-------- INPUT --------

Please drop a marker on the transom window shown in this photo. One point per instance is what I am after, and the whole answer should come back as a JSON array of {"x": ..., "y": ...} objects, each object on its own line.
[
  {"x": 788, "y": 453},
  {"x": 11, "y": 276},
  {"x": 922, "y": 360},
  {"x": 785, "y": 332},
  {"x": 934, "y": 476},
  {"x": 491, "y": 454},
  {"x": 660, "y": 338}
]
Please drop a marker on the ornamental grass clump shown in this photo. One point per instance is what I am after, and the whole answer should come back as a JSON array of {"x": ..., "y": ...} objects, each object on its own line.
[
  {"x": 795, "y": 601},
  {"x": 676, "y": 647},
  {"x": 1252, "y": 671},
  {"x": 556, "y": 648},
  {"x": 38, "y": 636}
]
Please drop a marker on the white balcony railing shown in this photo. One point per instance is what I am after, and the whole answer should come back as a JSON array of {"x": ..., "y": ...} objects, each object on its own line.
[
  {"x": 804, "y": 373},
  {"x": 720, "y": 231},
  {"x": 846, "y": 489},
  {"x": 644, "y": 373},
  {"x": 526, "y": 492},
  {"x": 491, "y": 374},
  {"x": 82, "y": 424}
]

--------

» **AIM OF THE TASK**:
Everything from the line that contains "Please drop a marker on the ornamental" through the end of the records must be duplicated exactly, and nothing outside that range.

» **COMPLETE ANSWER**:
Please drop a marker on the ornamental grass clump shown in this photo. One point per instance is what I am after, and the whole answer should come back as a JSON array of {"x": ..., "y": ...} objects, each object on its own line.
[
  {"x": 795, "y": 601},
  {"x": 676, "y": 647},
  {"x": 1252, "y": 671},
  {"x": 556, "y": 648},
  {"x": 38, "y": 636}
]
Please drop a marker on the white balcony railing shown in this photo. One point per instance is what I am after, and the whole answer should come back as a JSON array of {"x": ..., "y": ...} objects, each object on its own line.
[
  {"x": 804, "y": 373},
  {"x": 720, "y": 231},
  {"x": 846, "y": 489},
  {"x": 644, "y": 373},
  {"x": 526, "y": 492},
  {"x": 491, "y": 374},
  {"x": 82, "y": 424}
]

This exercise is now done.